WORK REQUIRED:
Set out exactly, line by line, the stretch of data below that begins at the line containing "Every instance of the yellow quince gets" and ends at the line containing "[[[168,156],[128,134],[115,230]]]", with both ends kept.

DATA FOR REVIEW:

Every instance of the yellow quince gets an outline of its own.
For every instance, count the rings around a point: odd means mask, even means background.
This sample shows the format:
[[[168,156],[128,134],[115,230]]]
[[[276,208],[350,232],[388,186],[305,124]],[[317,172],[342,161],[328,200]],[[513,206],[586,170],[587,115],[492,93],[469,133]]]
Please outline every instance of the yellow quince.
==
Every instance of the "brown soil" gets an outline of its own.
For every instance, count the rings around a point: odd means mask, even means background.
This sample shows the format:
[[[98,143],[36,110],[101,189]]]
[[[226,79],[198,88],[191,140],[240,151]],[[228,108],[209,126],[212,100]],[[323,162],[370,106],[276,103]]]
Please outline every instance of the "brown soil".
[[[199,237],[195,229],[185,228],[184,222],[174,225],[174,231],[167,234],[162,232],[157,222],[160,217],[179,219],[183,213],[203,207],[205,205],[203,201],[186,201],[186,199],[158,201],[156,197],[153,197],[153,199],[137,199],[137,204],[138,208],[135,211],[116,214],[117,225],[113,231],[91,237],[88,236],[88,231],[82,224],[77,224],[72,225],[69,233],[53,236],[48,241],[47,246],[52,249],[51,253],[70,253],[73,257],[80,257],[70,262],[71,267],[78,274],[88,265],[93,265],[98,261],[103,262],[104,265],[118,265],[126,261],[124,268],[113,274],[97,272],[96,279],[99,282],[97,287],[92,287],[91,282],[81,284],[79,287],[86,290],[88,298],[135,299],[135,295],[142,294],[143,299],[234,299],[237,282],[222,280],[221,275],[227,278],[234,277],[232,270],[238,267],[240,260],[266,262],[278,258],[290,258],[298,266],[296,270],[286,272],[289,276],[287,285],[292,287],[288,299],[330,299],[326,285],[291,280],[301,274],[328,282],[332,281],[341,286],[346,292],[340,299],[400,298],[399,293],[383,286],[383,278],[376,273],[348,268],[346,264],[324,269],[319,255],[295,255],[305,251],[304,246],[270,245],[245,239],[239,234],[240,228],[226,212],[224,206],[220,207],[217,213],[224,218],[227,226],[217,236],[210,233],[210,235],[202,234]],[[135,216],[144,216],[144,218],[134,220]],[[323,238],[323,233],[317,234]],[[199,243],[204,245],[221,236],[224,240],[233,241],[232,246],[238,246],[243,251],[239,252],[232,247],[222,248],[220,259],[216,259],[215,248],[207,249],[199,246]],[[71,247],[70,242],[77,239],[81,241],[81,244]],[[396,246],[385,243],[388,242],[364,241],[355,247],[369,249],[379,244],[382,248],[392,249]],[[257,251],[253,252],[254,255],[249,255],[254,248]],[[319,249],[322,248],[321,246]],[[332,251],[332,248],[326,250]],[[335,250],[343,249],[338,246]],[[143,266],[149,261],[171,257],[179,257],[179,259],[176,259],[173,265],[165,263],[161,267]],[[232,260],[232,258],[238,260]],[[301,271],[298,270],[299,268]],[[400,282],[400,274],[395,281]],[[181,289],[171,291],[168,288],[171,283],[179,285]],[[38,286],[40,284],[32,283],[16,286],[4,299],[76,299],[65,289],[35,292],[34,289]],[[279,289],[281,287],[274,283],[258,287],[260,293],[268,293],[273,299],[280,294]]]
---
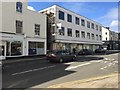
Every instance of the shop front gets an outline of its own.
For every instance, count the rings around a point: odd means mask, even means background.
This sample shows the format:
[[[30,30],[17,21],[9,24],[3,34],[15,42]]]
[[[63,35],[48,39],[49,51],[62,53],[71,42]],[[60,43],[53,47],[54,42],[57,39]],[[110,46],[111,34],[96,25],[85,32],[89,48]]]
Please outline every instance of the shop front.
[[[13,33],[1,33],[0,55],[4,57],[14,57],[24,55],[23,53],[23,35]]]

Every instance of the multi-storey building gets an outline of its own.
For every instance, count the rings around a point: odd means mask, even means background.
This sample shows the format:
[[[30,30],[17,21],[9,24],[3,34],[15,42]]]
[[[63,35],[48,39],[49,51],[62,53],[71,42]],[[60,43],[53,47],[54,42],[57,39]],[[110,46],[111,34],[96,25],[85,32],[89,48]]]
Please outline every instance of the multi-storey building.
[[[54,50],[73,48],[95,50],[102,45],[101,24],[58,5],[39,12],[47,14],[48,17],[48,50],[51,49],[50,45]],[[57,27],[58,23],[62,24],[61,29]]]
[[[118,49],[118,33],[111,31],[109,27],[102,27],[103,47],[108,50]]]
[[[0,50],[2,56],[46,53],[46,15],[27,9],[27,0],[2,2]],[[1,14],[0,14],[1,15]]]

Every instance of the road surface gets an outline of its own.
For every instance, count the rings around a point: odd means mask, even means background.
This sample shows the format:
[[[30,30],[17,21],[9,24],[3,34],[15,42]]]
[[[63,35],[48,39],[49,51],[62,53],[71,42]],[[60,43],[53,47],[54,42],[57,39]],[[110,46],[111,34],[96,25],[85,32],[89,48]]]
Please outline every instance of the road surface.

TASK RESPONSE:
Every instance of the yellow quince gets an outline of its own.
For every instance, count the rings around a point: odd means mask, even means background.
This sample shows the format:
[[[168,156],[128,134],[115,230]]]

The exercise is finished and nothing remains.